(Location identification entries)
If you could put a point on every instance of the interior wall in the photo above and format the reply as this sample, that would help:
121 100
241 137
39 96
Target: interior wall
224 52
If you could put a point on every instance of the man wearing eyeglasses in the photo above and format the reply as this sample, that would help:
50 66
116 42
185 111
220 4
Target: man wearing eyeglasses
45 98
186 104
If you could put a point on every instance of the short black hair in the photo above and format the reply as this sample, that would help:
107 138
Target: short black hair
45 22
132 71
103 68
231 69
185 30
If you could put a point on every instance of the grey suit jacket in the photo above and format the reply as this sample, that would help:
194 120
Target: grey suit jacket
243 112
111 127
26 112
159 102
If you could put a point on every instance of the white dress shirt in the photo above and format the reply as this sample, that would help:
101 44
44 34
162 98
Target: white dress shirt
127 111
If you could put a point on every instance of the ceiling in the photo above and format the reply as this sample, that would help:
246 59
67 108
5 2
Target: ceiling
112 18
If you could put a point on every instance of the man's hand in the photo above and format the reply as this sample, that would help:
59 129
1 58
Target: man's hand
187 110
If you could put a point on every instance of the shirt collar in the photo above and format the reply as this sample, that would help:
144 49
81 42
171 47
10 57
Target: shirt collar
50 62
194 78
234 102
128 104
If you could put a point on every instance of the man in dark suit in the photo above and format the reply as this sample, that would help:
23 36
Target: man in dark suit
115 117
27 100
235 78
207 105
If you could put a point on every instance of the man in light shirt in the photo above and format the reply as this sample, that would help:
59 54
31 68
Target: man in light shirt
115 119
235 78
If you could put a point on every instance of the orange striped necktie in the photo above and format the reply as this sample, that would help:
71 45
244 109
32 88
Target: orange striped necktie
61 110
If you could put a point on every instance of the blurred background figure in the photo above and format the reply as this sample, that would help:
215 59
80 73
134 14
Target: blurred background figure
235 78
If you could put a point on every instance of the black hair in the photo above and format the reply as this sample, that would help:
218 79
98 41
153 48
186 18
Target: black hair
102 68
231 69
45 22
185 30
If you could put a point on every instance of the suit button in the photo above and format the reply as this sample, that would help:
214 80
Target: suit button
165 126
* * *
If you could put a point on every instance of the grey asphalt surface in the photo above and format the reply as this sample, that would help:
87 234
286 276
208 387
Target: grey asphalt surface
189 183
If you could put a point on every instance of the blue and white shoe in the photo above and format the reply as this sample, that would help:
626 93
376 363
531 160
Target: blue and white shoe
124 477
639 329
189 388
---
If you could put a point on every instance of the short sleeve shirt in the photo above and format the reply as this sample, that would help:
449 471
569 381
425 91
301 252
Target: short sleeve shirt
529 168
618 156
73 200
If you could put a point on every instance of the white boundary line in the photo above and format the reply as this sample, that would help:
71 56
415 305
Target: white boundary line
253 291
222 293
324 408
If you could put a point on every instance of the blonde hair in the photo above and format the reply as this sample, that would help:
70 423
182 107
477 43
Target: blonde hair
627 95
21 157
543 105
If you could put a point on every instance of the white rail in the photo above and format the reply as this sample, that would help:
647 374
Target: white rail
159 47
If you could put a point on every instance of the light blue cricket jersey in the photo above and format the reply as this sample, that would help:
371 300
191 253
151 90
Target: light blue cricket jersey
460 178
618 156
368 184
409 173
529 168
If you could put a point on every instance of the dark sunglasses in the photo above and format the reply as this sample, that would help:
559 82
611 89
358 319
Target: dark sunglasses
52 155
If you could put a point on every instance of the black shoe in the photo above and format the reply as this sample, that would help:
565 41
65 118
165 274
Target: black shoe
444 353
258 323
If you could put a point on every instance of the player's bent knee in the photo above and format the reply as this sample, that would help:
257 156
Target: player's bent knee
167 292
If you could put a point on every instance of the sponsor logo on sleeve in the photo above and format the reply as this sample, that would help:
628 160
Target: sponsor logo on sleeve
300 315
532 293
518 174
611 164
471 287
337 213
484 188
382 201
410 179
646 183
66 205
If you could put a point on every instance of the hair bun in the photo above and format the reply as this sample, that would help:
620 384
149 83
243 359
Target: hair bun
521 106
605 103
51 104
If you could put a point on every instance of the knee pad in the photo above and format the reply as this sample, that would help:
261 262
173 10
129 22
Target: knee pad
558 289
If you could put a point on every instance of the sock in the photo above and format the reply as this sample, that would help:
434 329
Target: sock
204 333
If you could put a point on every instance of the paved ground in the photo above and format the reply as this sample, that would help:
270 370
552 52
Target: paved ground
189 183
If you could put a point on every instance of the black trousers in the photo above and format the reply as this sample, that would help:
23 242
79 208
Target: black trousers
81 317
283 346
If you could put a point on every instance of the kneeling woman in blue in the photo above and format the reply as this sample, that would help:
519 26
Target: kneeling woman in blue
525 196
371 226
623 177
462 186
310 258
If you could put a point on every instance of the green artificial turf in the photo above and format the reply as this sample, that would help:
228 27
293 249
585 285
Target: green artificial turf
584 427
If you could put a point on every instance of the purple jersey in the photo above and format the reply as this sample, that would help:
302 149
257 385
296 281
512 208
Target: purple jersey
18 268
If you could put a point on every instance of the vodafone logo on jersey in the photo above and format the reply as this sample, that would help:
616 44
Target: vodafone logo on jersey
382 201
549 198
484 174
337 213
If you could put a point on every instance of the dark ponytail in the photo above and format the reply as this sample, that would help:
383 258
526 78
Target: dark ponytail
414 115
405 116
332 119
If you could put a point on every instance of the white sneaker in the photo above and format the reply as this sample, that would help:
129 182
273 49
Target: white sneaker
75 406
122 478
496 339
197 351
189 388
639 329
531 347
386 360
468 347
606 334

TASK INSTRUCTIONS
Return every line of the rows above that contains the string "bent".

ANSWER IN FULL
If you could put a point on every instance of the player's bent knee in the photo above and format the reply as this sample, that would help:
Target: player's bent knee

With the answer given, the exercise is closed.